* Exercise brief: Report each line of the items below that contains the word "gown", copying every such line in full.

== Extracted data ==

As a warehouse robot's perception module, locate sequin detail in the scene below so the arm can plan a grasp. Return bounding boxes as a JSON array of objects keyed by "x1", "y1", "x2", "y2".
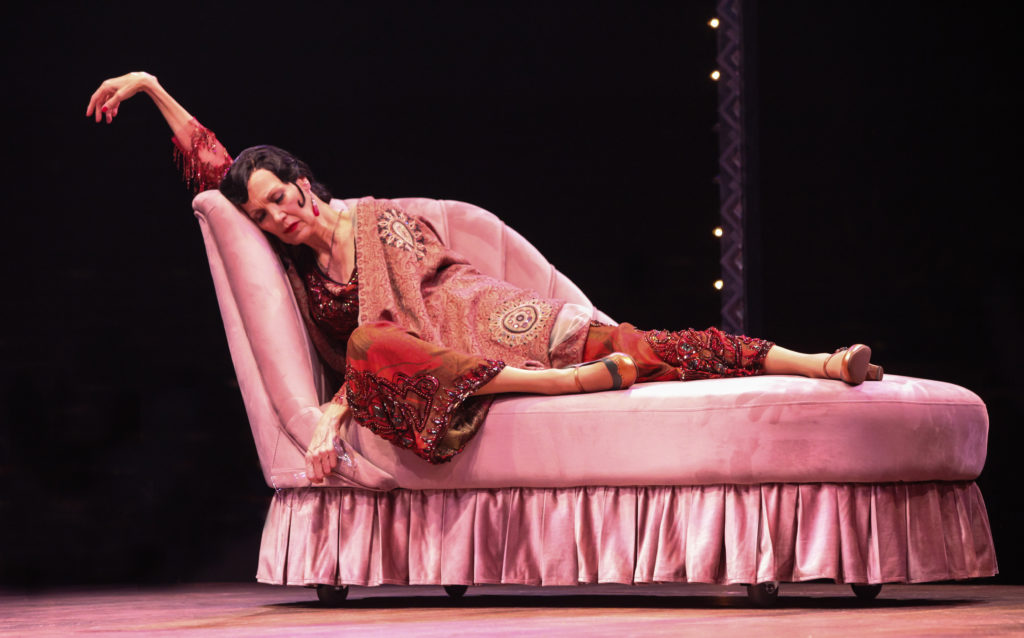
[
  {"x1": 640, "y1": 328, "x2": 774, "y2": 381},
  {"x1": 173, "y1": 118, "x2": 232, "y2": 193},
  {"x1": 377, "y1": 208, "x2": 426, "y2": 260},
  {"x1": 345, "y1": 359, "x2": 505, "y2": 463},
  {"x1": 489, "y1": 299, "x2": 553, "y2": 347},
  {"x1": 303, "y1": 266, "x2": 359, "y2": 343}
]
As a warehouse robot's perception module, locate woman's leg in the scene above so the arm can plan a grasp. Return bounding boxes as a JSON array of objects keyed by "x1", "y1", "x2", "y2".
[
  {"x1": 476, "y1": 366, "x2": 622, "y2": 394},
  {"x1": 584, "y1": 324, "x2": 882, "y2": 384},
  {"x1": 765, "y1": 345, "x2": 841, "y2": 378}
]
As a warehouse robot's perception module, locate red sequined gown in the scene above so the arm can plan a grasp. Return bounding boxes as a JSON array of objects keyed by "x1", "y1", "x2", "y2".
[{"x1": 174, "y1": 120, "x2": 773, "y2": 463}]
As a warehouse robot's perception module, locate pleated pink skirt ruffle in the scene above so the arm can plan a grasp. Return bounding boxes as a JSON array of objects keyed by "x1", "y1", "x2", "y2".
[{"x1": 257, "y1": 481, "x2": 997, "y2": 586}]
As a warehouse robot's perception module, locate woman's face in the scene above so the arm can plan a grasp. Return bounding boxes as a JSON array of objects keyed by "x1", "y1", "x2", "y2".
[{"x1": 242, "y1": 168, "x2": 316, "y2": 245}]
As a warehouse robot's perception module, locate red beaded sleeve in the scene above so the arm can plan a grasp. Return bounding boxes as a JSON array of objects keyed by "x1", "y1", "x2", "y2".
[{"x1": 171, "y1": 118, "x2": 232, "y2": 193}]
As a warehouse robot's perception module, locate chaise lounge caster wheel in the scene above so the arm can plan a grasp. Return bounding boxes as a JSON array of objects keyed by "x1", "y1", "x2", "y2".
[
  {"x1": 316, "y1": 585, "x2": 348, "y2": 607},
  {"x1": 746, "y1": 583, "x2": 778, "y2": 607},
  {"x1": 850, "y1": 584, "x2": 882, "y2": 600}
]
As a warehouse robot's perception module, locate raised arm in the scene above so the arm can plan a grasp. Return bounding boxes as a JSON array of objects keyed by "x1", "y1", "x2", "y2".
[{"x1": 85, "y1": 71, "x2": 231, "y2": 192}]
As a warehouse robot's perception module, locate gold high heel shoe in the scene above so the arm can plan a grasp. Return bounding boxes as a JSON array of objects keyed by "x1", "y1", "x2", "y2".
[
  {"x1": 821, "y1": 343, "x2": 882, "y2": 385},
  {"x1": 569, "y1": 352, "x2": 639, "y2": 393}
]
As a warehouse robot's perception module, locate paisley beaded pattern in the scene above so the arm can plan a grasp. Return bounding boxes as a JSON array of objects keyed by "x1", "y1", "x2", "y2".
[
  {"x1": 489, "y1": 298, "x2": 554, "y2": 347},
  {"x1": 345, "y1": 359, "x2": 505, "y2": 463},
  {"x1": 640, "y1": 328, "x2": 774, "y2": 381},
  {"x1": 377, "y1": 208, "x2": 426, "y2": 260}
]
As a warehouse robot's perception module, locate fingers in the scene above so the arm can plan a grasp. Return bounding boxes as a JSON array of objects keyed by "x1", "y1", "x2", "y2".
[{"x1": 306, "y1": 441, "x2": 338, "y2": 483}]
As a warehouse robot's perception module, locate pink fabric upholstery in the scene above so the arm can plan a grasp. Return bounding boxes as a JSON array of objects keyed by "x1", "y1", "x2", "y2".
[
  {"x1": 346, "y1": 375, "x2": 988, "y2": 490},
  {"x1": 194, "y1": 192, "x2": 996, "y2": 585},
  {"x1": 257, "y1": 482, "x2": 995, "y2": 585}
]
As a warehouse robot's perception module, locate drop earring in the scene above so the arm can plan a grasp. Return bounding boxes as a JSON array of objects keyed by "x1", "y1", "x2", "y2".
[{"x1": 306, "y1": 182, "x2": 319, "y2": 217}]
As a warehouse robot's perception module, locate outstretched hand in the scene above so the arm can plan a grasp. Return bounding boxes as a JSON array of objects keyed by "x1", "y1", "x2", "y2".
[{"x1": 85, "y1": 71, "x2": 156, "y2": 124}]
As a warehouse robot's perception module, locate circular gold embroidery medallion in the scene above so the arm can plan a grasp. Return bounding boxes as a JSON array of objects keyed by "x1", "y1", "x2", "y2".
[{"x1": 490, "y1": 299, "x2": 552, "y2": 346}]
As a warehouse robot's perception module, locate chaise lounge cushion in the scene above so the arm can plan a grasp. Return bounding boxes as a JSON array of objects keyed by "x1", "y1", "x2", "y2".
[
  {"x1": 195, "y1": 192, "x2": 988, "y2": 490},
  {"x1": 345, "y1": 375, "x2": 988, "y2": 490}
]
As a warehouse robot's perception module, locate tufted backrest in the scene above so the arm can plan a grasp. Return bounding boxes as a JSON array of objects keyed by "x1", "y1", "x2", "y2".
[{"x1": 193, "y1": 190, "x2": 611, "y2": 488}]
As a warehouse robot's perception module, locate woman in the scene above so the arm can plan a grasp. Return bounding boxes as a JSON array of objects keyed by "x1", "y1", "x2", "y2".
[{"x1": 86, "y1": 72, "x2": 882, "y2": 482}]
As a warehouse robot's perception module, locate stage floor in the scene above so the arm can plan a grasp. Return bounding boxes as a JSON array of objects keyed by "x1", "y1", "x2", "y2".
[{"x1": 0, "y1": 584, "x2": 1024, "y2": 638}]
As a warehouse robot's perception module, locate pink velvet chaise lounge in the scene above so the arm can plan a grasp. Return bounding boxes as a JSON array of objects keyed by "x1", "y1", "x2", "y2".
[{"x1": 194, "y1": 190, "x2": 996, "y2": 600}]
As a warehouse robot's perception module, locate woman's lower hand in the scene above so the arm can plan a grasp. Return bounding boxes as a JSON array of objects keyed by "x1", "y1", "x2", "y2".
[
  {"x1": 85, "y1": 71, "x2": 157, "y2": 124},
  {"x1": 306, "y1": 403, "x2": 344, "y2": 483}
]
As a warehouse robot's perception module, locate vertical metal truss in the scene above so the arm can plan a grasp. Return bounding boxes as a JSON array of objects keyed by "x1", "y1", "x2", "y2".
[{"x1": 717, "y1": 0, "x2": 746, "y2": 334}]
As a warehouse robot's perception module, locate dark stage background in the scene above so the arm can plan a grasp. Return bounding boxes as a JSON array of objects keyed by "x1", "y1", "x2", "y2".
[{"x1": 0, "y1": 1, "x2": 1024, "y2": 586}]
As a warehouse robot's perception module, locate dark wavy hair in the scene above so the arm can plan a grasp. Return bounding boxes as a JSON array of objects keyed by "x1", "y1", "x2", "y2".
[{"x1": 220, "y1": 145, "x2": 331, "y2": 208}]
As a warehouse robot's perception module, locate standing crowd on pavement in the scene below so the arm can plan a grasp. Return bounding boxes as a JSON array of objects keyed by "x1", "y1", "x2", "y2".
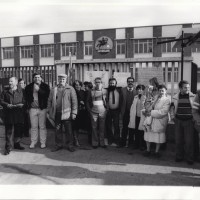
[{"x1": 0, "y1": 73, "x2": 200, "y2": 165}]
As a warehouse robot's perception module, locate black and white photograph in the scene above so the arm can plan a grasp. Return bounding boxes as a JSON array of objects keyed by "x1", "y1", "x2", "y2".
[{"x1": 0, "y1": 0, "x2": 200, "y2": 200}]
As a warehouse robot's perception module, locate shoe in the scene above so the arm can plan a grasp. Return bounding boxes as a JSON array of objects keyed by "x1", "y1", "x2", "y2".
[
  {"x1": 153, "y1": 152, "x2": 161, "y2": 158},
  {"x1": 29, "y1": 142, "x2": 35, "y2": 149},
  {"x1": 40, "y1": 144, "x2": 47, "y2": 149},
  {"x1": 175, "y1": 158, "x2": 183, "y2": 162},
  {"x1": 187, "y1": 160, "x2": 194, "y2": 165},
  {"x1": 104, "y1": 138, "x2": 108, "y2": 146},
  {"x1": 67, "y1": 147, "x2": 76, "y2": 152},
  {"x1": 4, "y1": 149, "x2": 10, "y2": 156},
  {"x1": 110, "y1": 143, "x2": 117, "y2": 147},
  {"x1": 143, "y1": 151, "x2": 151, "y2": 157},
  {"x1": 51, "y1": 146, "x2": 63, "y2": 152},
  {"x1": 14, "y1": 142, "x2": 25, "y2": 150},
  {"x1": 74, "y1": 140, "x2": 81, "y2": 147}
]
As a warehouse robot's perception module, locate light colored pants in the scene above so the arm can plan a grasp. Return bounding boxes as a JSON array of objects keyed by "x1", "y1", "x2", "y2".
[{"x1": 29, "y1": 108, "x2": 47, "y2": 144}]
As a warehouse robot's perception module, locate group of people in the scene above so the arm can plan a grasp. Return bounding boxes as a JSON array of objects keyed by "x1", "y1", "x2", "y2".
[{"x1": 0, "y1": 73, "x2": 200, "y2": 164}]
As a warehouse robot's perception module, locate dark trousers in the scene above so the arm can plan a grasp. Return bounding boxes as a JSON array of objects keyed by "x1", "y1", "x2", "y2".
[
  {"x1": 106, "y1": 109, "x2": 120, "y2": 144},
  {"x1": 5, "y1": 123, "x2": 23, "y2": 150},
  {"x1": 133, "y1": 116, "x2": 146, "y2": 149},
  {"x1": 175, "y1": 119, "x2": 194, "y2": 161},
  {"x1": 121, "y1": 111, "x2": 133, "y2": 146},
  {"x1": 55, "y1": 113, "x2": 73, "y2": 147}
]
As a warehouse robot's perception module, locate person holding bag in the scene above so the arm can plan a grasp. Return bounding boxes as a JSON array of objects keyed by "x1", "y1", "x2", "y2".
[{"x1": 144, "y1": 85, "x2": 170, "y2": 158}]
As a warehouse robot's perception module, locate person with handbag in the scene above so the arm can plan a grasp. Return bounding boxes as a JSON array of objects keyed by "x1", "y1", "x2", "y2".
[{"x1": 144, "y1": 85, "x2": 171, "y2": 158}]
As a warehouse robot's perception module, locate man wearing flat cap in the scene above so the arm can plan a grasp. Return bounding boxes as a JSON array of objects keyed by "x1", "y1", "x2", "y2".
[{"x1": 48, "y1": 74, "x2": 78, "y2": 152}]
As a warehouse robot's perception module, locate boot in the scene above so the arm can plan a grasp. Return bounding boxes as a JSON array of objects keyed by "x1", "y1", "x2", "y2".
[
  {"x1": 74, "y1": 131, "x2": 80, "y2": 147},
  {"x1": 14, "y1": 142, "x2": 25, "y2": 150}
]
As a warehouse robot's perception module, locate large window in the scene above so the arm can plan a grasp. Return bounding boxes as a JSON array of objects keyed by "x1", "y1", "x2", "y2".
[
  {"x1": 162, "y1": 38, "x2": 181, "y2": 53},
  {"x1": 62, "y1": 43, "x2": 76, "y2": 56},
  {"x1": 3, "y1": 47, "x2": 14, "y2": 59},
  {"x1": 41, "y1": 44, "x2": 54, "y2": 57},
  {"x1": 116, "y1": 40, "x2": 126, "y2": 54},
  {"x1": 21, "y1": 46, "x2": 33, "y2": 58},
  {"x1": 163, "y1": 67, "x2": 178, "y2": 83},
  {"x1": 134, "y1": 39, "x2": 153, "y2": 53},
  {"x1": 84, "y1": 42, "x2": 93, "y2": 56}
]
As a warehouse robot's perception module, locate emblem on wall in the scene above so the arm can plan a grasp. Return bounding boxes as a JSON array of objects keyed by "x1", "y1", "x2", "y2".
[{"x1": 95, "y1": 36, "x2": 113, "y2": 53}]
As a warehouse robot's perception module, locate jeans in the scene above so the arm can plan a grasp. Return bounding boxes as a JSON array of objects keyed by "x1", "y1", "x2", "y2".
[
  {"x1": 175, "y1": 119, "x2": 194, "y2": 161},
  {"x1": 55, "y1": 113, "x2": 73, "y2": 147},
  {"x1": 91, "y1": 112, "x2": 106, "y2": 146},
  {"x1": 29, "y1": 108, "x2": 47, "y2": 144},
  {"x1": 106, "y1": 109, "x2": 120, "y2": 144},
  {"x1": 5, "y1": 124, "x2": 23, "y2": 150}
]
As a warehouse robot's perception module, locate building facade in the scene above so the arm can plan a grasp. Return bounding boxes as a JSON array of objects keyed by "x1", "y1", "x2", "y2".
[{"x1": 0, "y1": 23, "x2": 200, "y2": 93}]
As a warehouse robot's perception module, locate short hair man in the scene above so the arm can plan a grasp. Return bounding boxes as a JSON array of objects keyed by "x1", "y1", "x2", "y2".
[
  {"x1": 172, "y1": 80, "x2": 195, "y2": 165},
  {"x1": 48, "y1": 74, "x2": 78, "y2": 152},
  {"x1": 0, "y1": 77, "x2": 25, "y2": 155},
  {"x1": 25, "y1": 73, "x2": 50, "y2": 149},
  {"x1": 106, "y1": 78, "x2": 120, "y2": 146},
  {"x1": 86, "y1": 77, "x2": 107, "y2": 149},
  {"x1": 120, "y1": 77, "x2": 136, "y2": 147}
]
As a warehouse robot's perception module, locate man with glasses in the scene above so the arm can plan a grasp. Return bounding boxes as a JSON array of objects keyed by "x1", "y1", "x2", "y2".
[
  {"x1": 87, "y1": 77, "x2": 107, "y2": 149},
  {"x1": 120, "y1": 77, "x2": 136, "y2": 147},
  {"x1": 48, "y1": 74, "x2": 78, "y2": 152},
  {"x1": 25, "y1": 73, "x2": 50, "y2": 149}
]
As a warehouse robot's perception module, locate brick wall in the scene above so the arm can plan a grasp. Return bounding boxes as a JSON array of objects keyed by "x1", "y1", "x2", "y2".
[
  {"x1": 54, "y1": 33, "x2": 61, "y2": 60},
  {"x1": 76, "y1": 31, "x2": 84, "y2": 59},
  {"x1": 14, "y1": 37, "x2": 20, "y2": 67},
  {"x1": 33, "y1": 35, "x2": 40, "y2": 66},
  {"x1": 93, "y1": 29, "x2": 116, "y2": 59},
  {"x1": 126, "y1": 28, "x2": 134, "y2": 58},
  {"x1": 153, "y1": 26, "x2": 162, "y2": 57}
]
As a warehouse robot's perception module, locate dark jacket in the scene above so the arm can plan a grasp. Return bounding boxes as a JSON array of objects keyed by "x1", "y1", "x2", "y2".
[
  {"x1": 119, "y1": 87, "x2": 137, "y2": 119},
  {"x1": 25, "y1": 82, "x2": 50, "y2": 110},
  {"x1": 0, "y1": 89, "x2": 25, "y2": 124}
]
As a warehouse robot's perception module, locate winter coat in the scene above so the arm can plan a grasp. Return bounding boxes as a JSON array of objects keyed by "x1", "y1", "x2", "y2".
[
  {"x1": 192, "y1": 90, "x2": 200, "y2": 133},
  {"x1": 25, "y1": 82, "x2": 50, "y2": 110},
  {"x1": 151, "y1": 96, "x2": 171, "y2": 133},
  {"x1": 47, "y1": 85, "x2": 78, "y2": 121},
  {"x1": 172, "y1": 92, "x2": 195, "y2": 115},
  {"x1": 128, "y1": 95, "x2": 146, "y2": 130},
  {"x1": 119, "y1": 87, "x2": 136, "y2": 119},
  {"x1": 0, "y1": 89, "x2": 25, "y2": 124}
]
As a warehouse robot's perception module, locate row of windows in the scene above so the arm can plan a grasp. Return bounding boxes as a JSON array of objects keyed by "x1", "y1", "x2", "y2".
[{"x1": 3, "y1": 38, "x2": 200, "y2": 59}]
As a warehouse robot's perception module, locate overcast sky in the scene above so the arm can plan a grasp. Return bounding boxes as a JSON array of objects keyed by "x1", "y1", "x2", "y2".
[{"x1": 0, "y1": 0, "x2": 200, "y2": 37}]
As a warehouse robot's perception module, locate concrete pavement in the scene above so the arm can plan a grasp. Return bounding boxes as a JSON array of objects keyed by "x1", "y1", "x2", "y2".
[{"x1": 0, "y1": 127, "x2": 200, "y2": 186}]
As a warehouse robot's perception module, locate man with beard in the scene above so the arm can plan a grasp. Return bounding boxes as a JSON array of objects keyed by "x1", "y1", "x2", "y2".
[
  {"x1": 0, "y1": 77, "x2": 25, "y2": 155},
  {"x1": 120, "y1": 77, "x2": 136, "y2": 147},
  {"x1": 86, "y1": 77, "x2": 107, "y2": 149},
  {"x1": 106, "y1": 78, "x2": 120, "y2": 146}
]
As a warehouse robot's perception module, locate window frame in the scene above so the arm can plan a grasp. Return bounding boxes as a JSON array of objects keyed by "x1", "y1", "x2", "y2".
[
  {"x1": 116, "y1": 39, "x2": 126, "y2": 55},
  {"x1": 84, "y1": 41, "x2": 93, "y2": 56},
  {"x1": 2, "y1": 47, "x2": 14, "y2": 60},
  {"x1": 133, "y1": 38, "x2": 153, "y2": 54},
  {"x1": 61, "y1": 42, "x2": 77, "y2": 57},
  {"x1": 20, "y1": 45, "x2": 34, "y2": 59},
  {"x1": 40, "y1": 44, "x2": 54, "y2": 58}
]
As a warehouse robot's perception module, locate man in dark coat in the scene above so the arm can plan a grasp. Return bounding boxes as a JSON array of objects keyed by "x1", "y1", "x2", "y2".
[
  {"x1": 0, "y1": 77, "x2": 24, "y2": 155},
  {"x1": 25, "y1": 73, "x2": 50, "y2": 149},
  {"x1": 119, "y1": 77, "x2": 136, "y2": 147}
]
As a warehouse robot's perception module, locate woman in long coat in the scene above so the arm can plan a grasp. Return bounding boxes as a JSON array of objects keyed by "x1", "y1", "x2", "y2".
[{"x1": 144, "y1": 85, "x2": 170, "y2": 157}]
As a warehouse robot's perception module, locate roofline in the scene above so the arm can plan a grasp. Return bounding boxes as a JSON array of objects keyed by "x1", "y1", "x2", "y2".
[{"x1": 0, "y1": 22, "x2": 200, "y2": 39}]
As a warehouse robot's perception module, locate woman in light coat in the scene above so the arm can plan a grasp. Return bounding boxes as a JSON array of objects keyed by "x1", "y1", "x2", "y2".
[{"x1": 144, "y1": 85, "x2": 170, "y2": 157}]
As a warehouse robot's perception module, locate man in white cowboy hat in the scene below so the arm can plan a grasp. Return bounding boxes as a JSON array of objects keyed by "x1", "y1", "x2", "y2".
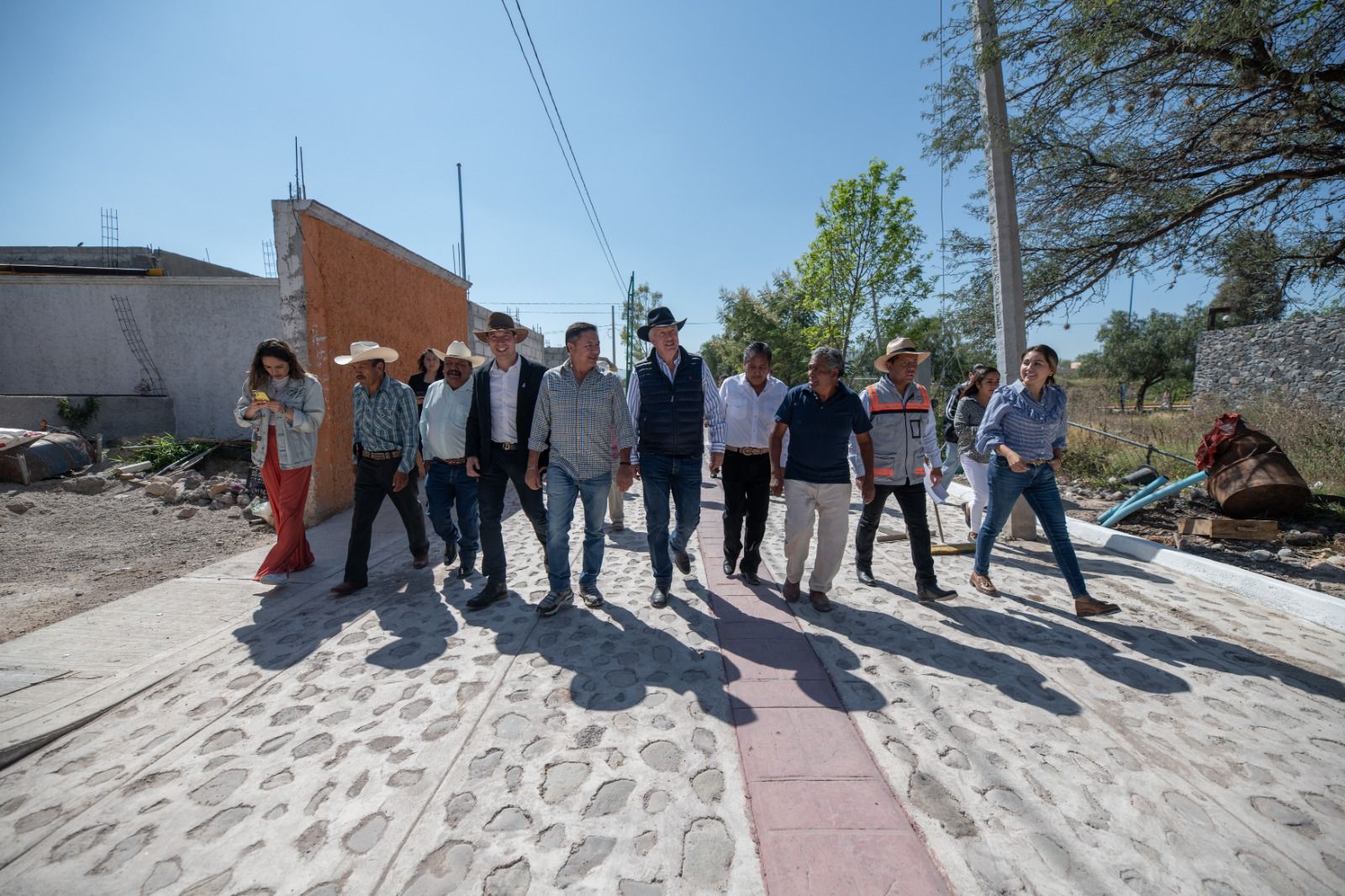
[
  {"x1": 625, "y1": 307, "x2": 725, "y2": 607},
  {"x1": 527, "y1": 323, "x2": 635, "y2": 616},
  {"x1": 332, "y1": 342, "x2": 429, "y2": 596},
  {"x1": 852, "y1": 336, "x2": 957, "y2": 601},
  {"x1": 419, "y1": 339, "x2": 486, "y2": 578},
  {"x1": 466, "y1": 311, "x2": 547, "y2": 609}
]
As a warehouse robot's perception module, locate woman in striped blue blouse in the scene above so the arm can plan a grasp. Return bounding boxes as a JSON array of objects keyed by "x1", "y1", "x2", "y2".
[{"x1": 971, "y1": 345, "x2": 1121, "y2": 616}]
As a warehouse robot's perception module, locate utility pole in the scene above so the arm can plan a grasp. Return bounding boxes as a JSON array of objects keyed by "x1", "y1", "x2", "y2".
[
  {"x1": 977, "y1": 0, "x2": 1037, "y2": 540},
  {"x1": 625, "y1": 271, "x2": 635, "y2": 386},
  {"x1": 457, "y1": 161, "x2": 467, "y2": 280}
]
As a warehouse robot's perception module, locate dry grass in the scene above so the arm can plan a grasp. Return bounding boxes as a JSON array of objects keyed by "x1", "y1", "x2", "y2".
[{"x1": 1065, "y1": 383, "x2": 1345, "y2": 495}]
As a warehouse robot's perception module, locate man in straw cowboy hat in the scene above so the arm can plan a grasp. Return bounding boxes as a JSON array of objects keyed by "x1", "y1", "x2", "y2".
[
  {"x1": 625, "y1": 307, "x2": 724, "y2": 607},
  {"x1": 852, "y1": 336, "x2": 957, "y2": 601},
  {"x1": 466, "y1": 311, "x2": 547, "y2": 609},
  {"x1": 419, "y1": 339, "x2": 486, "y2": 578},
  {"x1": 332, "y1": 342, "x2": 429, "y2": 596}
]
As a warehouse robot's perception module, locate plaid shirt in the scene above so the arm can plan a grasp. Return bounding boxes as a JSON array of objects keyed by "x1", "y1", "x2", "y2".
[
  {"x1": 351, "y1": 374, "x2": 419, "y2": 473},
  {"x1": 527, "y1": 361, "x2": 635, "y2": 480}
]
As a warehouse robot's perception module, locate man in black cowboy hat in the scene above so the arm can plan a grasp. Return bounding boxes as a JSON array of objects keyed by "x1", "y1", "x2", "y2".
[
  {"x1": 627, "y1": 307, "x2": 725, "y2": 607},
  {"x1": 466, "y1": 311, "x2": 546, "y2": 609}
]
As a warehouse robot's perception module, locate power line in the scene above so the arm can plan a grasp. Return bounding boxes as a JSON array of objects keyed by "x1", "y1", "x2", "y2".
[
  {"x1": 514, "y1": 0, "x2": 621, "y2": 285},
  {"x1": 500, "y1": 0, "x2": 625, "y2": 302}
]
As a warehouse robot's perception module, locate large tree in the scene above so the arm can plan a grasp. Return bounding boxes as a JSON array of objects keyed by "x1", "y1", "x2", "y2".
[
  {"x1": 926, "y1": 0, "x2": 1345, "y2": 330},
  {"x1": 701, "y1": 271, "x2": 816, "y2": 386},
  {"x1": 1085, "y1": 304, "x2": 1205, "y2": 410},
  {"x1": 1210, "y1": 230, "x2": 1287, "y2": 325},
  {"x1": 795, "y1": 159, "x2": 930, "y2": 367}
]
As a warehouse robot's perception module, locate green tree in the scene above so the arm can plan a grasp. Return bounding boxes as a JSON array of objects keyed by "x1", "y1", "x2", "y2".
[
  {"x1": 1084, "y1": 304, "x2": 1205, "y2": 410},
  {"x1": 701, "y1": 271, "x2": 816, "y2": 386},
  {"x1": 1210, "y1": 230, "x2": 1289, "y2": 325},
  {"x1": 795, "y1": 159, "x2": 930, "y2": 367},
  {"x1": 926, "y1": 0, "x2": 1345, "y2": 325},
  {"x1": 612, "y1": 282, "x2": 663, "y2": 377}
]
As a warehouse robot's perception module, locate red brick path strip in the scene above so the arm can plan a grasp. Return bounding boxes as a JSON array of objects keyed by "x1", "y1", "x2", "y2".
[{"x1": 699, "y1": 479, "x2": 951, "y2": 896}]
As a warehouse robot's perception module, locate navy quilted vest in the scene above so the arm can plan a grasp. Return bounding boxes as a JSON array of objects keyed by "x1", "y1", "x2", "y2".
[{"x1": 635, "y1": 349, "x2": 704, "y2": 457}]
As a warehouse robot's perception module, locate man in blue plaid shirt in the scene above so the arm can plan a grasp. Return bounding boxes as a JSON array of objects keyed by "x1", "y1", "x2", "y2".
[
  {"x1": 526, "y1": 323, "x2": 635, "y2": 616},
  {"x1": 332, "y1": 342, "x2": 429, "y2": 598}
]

===

* Response to this exercise:
As a warehouse robot's perception module, locate red sequined gown in the scene above so the arm can plan a grasp. Return bounding boxes as a JSON array of objects keyed by "x1", "y1", "x2", "y2".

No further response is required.